__Exercise__: Copy each of the following rows word for word.

Dataset entries
------------

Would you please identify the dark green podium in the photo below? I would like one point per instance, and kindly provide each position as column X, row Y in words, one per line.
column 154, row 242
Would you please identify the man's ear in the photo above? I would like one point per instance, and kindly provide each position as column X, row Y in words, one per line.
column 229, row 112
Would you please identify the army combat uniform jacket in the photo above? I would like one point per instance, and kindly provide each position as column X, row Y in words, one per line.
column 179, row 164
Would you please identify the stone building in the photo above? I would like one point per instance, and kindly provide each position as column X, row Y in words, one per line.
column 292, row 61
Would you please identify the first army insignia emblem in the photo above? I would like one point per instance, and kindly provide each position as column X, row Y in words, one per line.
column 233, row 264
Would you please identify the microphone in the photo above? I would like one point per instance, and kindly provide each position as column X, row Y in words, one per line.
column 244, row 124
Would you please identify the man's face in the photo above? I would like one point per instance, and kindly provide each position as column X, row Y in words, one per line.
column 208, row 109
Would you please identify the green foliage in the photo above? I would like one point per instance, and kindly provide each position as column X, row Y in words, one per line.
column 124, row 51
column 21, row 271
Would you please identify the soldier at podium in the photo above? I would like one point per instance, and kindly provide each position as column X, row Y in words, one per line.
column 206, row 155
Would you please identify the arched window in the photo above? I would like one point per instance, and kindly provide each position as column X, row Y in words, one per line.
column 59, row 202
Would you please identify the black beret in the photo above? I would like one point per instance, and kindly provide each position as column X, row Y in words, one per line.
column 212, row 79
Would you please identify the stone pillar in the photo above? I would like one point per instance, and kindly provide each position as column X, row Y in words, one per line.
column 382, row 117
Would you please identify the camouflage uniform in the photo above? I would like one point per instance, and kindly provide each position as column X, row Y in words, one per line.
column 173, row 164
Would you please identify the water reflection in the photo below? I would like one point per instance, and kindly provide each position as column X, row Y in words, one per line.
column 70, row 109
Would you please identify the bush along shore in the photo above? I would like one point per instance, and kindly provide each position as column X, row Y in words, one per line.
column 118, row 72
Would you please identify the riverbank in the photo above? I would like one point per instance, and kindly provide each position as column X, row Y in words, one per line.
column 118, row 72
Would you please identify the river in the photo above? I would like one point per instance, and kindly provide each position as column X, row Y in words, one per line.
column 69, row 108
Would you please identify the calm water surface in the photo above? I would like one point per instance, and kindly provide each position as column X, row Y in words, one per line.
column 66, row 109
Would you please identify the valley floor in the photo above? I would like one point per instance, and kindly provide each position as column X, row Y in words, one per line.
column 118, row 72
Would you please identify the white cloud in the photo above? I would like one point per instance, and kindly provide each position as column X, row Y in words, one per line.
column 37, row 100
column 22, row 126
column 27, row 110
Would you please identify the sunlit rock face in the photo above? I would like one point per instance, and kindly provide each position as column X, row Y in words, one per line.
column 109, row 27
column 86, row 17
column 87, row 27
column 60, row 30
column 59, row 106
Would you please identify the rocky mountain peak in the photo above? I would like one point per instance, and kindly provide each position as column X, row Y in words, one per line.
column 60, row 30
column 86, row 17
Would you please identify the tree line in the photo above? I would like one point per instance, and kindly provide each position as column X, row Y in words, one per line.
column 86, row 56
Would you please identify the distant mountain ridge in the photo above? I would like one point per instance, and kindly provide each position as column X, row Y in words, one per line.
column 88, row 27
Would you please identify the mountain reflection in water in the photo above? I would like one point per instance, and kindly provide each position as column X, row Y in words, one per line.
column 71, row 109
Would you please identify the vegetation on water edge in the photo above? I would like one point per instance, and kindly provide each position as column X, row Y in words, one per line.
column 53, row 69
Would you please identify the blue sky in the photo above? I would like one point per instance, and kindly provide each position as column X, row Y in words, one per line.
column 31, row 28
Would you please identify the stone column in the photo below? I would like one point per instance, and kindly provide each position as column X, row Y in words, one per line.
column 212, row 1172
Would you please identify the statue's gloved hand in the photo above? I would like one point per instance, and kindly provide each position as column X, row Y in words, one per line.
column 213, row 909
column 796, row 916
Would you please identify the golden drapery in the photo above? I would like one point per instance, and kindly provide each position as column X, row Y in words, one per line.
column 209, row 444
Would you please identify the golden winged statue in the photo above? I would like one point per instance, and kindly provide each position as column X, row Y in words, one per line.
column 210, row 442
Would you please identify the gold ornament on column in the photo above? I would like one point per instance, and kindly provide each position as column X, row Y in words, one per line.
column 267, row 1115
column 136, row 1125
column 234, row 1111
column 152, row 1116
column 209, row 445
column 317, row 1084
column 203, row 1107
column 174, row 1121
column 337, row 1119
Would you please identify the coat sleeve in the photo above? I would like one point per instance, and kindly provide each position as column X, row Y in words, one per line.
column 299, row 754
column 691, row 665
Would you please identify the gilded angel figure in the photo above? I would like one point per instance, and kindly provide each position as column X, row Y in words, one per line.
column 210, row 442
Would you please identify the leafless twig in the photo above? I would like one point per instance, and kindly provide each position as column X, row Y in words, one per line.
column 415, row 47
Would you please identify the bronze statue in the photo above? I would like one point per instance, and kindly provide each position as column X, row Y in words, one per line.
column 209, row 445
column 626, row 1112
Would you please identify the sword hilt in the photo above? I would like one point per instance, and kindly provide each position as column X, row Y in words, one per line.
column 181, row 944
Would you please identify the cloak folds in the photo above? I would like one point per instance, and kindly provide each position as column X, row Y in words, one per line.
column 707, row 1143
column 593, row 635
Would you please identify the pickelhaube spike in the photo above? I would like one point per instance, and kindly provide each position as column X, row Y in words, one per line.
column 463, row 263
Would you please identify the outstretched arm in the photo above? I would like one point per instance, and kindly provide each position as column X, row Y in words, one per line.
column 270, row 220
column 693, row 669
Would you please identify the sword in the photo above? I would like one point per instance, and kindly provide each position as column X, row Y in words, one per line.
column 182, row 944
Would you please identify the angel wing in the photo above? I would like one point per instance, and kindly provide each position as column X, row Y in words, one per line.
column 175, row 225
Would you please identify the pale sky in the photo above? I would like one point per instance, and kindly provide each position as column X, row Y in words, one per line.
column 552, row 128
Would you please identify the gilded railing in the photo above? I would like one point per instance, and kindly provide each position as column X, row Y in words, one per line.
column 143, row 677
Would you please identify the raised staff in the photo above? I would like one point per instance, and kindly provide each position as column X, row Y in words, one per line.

------------

__Written answer__:
Would you please identify the dark green podium in the photo below? I would like one point per instance, and kindly provide each position as column X, row Y in words, one per line.
column 154, row 242
Would you please identify the man's ear in the photo above? I would like one point per instance, and kindly provide each position as column X, row Y in words, one per line.
column 229, row 112
Would you please identify the army combat uniform jacket in the photo above? I would like one point per instance, and kindly provide each position as column X, row Y in words, one per line.
column 179, row 164
Would you please identify the stone building in the photo above? I would like one point per instance, and kindly provide each position as column X, row Y in words, one per line.
column 292, row 61
Would you please identify the first army insignia emblem in the photo above? I would like one point per instance, and kindly provide each position as column X, row Y in words, one per line.
column 233, row 264
Would you please identify the microphone in the photo above? I would like one point per instance, and kindly provide each position as column X, row Y in words, one per line.
column 244, row 124
Would you please identify the man's face in the photo above? I would like one point per instance, and kindly provide each position as column X, row Y in words, one per line.
column 208, row 109
Would you please identify the green foliage in the photo above? I would like one point per instance, and kindly provide each position as column X, row Y in words, one per line.
column 124, row 51
column 21, row 271
Would you please identify the soldier at podium in the photo above? I would like one point per instance, and kindly provide each position as column X, row Y in words, one per line.
column 206, row 155
Would you please identify the arched window in the photo above? I would like one point per instance, and kindly provide each position as column X, row Y in words, one per line.
column 59, row 202
Would you please identify the black beret in the photo above? I would like one point per instance, and kindly provide each position as column X, row Y in words, one per line.
column 212, row 79
Would you please identify the stone pillar in the photo above? I would like one point per instance, and kindly provide each position as column X, row Y in words, one per line.
column 382, row 117
Would you please identify the camouflage uniform in the photo above? I would like one point per instance, and kindly provide each position as column X, row Y in words, one per line.
column 173, row 164
Would you please identify the water reflection in the photo below? I would like one point per instance, and kindly provide each position as column X, row Y in words, one per line.
column 70, row 109
Would you please identify the bush along shore in the photo above? I would like one point per instance, and kindly provide each position as column X, row Y in words, one per line.
column 118, row 72
Would you please identify the riverbank in the photo above? I would like one point per instance, and kindly provide each position as column X, row Y in words, one per line.
column 118, row 72
Would you please identify the river in the photo above? I would like one point per instance, and kindly provide each position as column X, row Y in words, one per line.
column 69, row 108
Would you please identify the calm water surface in the photo above? I would like one point per instance, and kindly provide each position as column X, row Y in words, one per line.
column 66, row 109
Would you please identify the valley floor in the photo above? I would like one point per instance, and kindly provide each position as column X, row Y in words, one per line.
column 118, row 72
Would you please identify the white cloud in the photo above? I would like one point per instance, and kindly provide each position as column X, row Y in words, one per line.
column 37, row 100
column 22, row 126
column 27, row 110
Would you please identify the sunlit rock face in the photo above? I would like one point per instance, and kindly provide each position as column X, row Y in words, one per line.
column 109, row 27
column 86, row 17
column 87, row 27
column 60, row 30
column 59, row 106
Would you please identify the rocky mountain peak in the photo above? I would like one point per instance, and kindly provide each position as column X, row Y in words, one per line.
column 60, row 30
column 86, row 17
Would you please identify the tree line in the photo above? I would like one point per instance, and kindly provide each position as column X, row Y in words, one per line.
column 86, row 56
Would you please identify the distant mountain ridge in the photo above? I would like one point per instance, and kindly provide each position as column X, row Y in words, one per line.
column 88, row 27
Would you please identify the mountain reflection in water in the photo above? I would like one point per instance, and kindly provide each position as column X, row Y in words, one per line.
column 71, row 109
Would you please identify the vegetation on water edge in the photo above? I would like one point per instance, and kindly provide each position as column X, row Y in words, one per line.
column 53, row 69
Would you please identify the blue sky in the photo above? I would like one point per instance, and kindly provide each position as column X, row Y in words, one per line.
column 31, row 28
Would you please identify the stone column in the photo below? I would like one point per instance, and kindly provide each position as column X, row Y in words, one per line.
column 212, row 1172
Would you please identify the statue's gloved hand in the photo above? I would like one point per instance, and kindly provide each position as column X, row Y in words, one per line.
column 213, row 909
column 796, row 916
Would you please identify the golden drapery in the photo above? I would like one point per instance, and kindly provide each position as column X, row Y in words, one per line.
column 209, row 444
Would you please identify the golden winged statue in the photo above? I would like one point per instance, and kindly provide each position as column X, row Y in words, one per line.
column 210, row 442
Would you please identify the gold ornament on column in the photo above? I would like one point per instance, and kindly provide each position as column X, row Y in words, one per line.
column 267, row 1115
column 136, row 1125
column 234, row 1111
column 152, row 1116
column 209, row 445
column 317, row 1084
column 203, row 1107
column 174, row 1121
column 337, row 1119
Would you please identify the coat sleeve in the photo above? I would like one point per instance, and kindly provide each position as column X, row Y in words, one per line.
column 299, row 754
column 691, row 665
Would you please identify the gilded angel figure in the photo above? I would like one point per instance, and kindly provide each position as column X, row Y in words, one per line.
column 210, row 442
Would you please identify the leafless twig in the photo above? I would like one point per instance, and kindly provide each position as column X, row Y in words, one per line.
column 415, row 47
Would you please identify the bronze statue in the photo above? I would like one point per instance, and kindly provide each position as column X, row Y in words, one per line.
column 209, row 445
column 626, row 1112
Would you please identify the sword hilt in the photo above? I would like one point per instance, and kindly provide each position as column X, row Y in words, one per line.
column 181, row 944
Would you please identify the cloak folds in the photo above? I would like one point per instance, and kindly provide each position as column X, row Y in words, one per line.
column 707, row 1143
column 593, row 635
Would you please identify the pickelhaube spike in the photo above? I would like one point per instance, and kindly provide each position as column X, row Y in words, one per line.
column 463, row 263
Would you please identify the outstretched arm in the photo above? I would like one point per instance, and kindly provide each position as column X, row Y in words, one per line.
column 270, row 220
column 693, row 669
Would you please identify the sword in the photo above? I would like one point per instance, and kindly provide each position as column X, row Y in words, one per line.
column 182, row 944
Would you please identify the angel wing in the photo above? I would like one point per instance, and kindly provide each position as column X, row Y in words, one per line.
column 175, row 225
Would you please identify the pale sky in the photo above? I would like one point per instance, and kindly provide each position as column X, row Y in words, one per line.
column 552, row 128
Would you please identify the gilded railing in the photo above? I would like one point per instance, and kindly provide each position as column X, row Y in words, one per line.
column 143, row 677
Would you please identify the raised staff in the photo above? I would like one point per instance, and kindly provide each position as column X, row Y in words, one per line.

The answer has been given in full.